TASK DETAILS = Copy out all of the data exactly as it appears.

:::::

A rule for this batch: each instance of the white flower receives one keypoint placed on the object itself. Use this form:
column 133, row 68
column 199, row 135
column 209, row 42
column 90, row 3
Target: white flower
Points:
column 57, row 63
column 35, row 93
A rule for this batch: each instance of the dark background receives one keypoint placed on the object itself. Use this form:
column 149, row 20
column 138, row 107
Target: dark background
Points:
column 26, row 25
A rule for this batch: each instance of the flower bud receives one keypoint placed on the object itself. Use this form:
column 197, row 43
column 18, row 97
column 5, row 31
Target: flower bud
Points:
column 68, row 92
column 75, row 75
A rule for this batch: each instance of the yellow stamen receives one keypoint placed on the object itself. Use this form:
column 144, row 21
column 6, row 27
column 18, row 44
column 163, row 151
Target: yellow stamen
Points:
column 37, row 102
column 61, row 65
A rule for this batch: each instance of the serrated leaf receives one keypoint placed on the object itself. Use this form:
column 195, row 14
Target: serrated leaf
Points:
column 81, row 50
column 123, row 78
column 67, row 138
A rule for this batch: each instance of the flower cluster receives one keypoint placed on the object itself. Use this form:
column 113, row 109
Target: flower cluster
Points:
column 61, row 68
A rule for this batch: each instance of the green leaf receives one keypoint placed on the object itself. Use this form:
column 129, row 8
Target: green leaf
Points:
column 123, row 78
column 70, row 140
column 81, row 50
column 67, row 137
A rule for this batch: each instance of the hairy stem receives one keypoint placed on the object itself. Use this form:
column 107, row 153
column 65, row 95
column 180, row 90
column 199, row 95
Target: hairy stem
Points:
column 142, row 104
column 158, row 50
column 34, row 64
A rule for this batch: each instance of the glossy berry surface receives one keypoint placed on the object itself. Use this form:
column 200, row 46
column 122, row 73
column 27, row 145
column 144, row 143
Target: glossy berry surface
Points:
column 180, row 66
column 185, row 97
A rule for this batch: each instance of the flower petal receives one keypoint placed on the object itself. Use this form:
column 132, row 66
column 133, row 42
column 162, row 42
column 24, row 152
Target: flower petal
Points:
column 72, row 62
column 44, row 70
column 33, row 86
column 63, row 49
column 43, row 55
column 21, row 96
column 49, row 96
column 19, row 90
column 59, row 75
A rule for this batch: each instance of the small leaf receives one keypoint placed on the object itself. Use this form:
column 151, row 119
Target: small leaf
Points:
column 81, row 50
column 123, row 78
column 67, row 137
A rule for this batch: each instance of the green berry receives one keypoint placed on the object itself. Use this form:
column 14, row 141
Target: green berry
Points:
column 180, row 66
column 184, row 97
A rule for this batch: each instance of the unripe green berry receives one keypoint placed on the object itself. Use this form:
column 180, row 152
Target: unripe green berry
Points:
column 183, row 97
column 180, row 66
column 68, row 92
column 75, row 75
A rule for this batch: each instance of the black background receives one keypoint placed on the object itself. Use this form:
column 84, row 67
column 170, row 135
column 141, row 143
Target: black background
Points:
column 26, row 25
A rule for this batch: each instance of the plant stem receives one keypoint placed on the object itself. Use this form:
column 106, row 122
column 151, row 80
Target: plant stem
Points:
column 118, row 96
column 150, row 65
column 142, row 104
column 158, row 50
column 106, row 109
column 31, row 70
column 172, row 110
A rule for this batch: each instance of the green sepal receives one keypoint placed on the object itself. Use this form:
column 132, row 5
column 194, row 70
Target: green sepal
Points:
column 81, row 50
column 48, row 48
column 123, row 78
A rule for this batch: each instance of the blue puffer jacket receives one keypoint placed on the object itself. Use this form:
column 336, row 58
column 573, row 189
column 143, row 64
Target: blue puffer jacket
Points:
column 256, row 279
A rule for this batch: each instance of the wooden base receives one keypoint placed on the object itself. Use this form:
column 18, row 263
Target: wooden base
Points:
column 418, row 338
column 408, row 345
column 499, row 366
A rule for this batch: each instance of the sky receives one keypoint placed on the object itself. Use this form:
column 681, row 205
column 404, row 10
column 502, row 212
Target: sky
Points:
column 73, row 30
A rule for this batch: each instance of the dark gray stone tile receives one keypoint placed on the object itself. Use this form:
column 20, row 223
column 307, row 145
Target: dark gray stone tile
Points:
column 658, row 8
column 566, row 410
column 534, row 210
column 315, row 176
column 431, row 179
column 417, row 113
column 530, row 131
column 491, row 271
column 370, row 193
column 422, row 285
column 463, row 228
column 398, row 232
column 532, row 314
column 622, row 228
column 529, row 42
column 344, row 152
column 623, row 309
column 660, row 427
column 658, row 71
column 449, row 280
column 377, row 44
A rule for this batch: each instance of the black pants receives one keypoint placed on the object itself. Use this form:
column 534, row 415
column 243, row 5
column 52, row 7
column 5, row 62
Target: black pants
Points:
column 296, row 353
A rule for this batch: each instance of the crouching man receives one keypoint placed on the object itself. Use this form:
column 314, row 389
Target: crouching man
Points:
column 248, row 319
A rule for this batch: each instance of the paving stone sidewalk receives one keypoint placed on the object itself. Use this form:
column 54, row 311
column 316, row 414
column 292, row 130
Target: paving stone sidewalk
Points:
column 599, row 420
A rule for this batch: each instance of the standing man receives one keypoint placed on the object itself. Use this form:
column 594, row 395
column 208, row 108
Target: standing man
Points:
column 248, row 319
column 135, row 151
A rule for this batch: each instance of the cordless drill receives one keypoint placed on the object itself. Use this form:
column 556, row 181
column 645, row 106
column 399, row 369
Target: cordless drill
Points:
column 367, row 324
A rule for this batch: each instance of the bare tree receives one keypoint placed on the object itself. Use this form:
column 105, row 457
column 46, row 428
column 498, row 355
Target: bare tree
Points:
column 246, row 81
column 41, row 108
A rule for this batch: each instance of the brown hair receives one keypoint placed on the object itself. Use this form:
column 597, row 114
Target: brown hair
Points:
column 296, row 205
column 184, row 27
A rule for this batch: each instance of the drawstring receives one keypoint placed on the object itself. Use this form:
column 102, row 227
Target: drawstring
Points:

:::::

EXERCISE SOLUTION =
A rule for this batch: each instance of the white flower receives one keypoint placed on the object itself. Use this form:
column 133, row 68
column 199, row 135
column 209, row 42
column 90, row 3
Target: white flower
Points:
column 57, row 63
column 35, row 93
A rule for this batch: each instance of the dark background receives one keypoint placed on the object itself. Use this form:
column 149, row 20
column 138, row 107
Target: dark background
Points:
column 26, row 25
A rule for this batch: each instance of the flower bud receives one keypoint placed on the object itself. Use this form:
column 197, row 43
column 18, row 97
column 5, row 31
Target: flower bud
Points:
column 68, row 92
column 75, row 75
A rule for this batch: each instance of the yellow stamen receives one keypoint placed on the object itself. Use this form:
column 144, row 21
column 6, row 27
column 18, row 44
column 163, row 151
Target: yellow stamen
Points:
column 37, row 102
column 61, row 65
A rule for this batch: each instance of the serrated leaf receives one keypoint placed on the object itself. Use this form:
column 195, row 14
Target: serrated leaf
Points:
column 81, row 50
column 123, row 78
column 67, row 138
A rule for this batch: each instance of the flower cluster receives one keypoint placed on the object itself. Use this form:
column 113, row 109
Target: flower cluster
Points:
column 61, row 68
A rule for this batch: each instance of the green leaf receives one keypoint placed on the object itself. Use this form:
column 129, row 8
Target: green leaf
Points:
column 123, row 78
column 70, row 140
column 81, row 50
column 67, row 137
A rule for this batch: each instance of the hairy stem receives one keypoint placed on the object itself. Use this form:
column 107, row 153
column 65, row 95
column 180, row 90
column 199, row 95
Target: hairy stem
Points:
column 142, row 104
column 158, row 50
column 34, row 64
A rule for this batch: each instance of the glossy berry surface receives one keypoint placed on the object itself. Use this form:
column 200, row 46
column 122, row 73
column 27, row 145
column 144, row 143
Target: glossy berry surface
Points:
column 180, row 66
column 185, row 97
A rule for this batch: each instance of the flower petal receives one keypoint placed on the object itself. Use this form:
column 132, row 66
column 133, row 42
column 162, row 42
column 24, row 152
Target: flower petal
Points:
column 72, row 62
column 44, row 70
column 33, row 86
column 63, row 49
column 43, row 55
column 21, row 96
column 49, row 96
column 19, row 90
column 59, row 75
A rule for this batch: each instance of the small leaf receives one keypoint placed on the object itself. Use this form:
column 151, row 119
Target: small leaf
Points:
column 81, row 50
column 123, row 78
column 67, row 137
A rule for this batch: each instance of the green berry receives one keypoint placed on the object itself. Use this form:
column 14, row 141
Target: green berry
Points:
column 180, row 66
column 184, row 97
A rule for this batch: each instance of the unripe green berry receives one keypoint placed on the object itself. Use this form:
column 180, row 152
Target: unripe green berry
Points:
column 183, row 97
column 180, row 66
column 68, row 92
column 75, row 75
A rule for this batch: each instance of the black background receives one keypoint placed on the object itself. Use this form:
column 84, row 67
column 170, row 135
column 141, row 143
Target: black background
Points:
column 26, row 25
A rule for this batch: each instance of the plant stem receives one keypoint placed on the object itself. Use this form:
column 106, row 122
column 151, row 80
Target: plant stem
Points:
column 118, row 96
column 150, row 65
column 142, row 104
column 158, row 50
column 106, row 109
column 31, row 70
column 172, row 110
A rule for this batch: each instance of the green sepal receives one keypoint placed on the object itself. Use this form:
column 132, row 5
column 194, row 70
Target: green sepal
Points:
column 81, row 50
column 48, row 48
column 123, row 78
A rule for this batch: each instance of the blue puffer jacket receives one keypoint placed on the object itself. Use this form:
column 336, row 58
column 573, row 189
column 143, row 64
Target: blue puffer jacket
Points:
column 256, row 279
A rule for this batch: each instance of the wooden base receives one keypoint placed on the object itself. Use this form:
column 18, row 263
Target: wooden base
Points:
column 418, row 338
column 408, row 345
column 499, row 366
A rule for this batch: each instance of the sky receives one keypoint placed on the object itself. Use this form:
column 681, row 205
column 404, row 10
column 502, row 212
Target: sky
Points:
column 73, row 30
A rule for this batch: each instance of the dark gray stone tile receives one keypoint placed on the object itself. Use this form:
column 20, row 223
column 307, row 145
Target: dark gray stone tile
Points:
column 658, row 8
column 566, row 410
column 534, row 210
column 315, row 176
column 431, row 179
column 417, row 113
column 530, row 131
column 491, row 271
column 370, row 193
column 422, row 285
column 463, row 228
column 398, row 232
column 532, row 314
column 622, row 228
column 529, row 42
column 344, row 152
column 623, row 309
column 660, row 427
column 658, row 71
column 449, row 280
column 377, row 44
A rule for this batch: each instance of the black pants receives one keypoint placed on the object itself. Use this form:
column 534, row 415
column 243, row 5
column 52, row 7
column 5, row 62
Target: black pants
Points:
column 296, row 353
A rule for this batch: each instance of the crouching man receives one keypoint placed on the object itself. Use this form:
column 314, row 389
Target: crouching man
Points:
column 248, row 319
A rule for this batch: each instance of the paving stone sidewalk receives one keypoint placed on the object itself. Use this form:
column 54, row 311
column 316, row 414
column 292, row 130
Target: paving stone sidewalk
Points:
column 599, row 420
A rule for this batch: each instance of the standing man receives one keypoint placed on the object itself. Use this form:
column 594, row 395
column 208, row 108
Target: standing man
Points:
column 248, row 319
column 135, row 151
A rule for this batch: each instance of the cordless drill receives one keypoint placed on the object itself. Use this form:
column 556, row 181
column 645, row 106
column 399, row 369
Target: cordless drill
Points:
column 367, row 324
A rule for this batch: each instance of the bare tree receives one keypoint placed on the object itself. Use this form:
column 105, row 457
column 46, row 428
column 498, row 355
Target: bare tree
Points:
column 246, row 81
column 41, row 108
A rule for this batch: each instance of the brown hair receives one keypoint placed on the object itself. Use this form:
column 597, row 114
Target: brown hair
Points:
column 296, row 205
column 184, row 27
A rule for this batch: each instance of the drawstring receives one keypoint placed on the object itself. Use this form:
column 102, row 227
Target: drawstring
Points:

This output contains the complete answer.